### Данные для упражнения
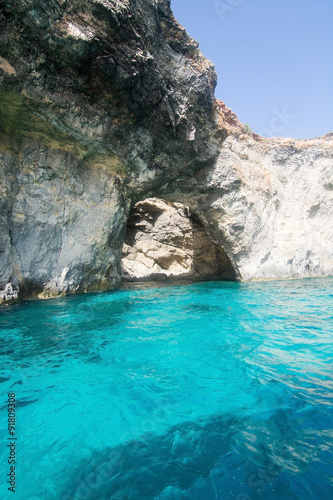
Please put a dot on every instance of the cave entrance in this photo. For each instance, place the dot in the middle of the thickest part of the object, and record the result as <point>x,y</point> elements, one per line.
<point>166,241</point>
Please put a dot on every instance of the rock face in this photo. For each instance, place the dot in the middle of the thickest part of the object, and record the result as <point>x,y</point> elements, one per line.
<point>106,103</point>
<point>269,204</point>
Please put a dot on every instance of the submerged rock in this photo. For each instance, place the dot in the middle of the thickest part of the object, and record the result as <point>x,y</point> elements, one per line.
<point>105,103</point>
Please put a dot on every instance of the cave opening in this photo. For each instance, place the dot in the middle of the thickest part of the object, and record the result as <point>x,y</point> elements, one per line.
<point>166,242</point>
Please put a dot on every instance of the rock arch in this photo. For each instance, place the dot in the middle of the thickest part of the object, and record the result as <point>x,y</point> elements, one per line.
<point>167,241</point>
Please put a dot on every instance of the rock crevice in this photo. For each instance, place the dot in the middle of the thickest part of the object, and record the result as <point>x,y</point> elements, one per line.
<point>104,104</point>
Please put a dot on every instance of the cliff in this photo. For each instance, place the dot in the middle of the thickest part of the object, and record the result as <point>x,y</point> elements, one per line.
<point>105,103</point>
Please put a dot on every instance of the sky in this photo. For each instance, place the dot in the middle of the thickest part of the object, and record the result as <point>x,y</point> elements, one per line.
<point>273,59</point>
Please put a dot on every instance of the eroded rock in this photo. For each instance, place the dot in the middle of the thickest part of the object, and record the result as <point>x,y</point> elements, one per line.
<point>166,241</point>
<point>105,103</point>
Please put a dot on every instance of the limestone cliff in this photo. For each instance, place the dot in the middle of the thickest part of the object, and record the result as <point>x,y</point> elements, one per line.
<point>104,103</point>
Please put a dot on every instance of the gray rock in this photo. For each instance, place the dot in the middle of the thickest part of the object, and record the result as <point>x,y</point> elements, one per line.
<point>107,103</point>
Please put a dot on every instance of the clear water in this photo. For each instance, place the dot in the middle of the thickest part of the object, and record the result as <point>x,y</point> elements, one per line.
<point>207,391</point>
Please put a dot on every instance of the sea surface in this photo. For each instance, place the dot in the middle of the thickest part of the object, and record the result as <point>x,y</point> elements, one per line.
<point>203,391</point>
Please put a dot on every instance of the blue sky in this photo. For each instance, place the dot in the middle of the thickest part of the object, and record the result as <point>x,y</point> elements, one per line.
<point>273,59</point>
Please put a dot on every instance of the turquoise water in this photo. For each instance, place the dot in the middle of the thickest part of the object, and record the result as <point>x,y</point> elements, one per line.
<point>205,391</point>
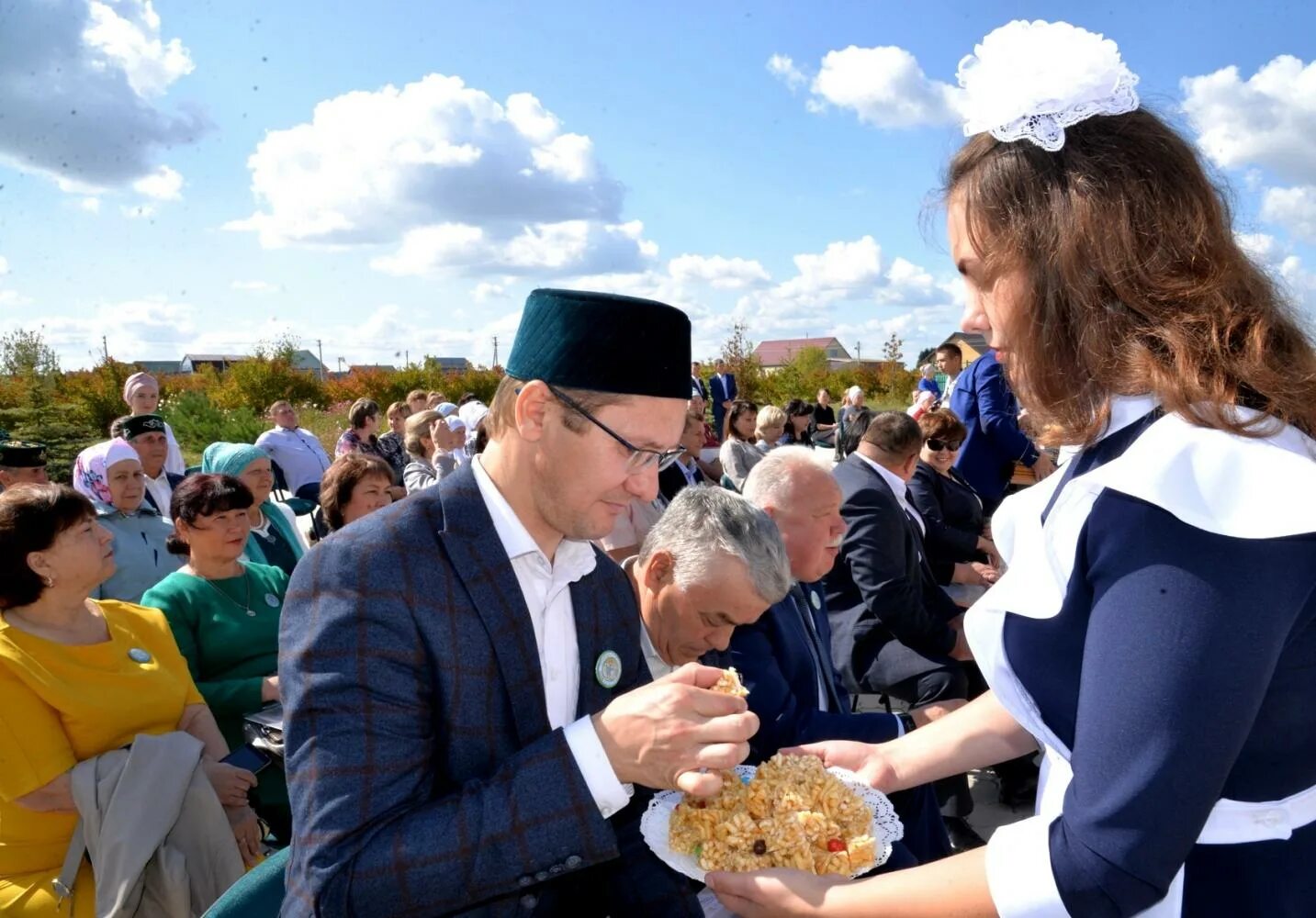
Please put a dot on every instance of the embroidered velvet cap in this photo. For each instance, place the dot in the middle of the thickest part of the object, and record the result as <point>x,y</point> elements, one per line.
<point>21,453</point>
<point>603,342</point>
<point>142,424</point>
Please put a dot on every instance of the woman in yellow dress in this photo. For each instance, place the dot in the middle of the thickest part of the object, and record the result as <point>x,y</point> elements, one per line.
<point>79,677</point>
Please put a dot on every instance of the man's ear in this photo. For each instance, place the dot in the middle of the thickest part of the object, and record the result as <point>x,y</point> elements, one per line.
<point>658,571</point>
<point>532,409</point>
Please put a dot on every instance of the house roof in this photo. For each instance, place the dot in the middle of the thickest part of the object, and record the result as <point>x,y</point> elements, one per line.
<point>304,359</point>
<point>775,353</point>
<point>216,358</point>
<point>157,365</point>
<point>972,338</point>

### Задача
Пожалуйста, перепишите строки, начиная со строки с «Please put a dot on every instance of the gray» и заканчивая строкой с «<point>107,103</point>», заменив в них «gray rock» на «dark rock». Остальное оставьте как есть.

### Письменное решение
Please put a dot on every instance of the dark rock in this photo. For each instance, place the dot in the middle of the thickest part of the object, and record the result as <point>x,y</point> elements, one per line.
<point>107,103</point>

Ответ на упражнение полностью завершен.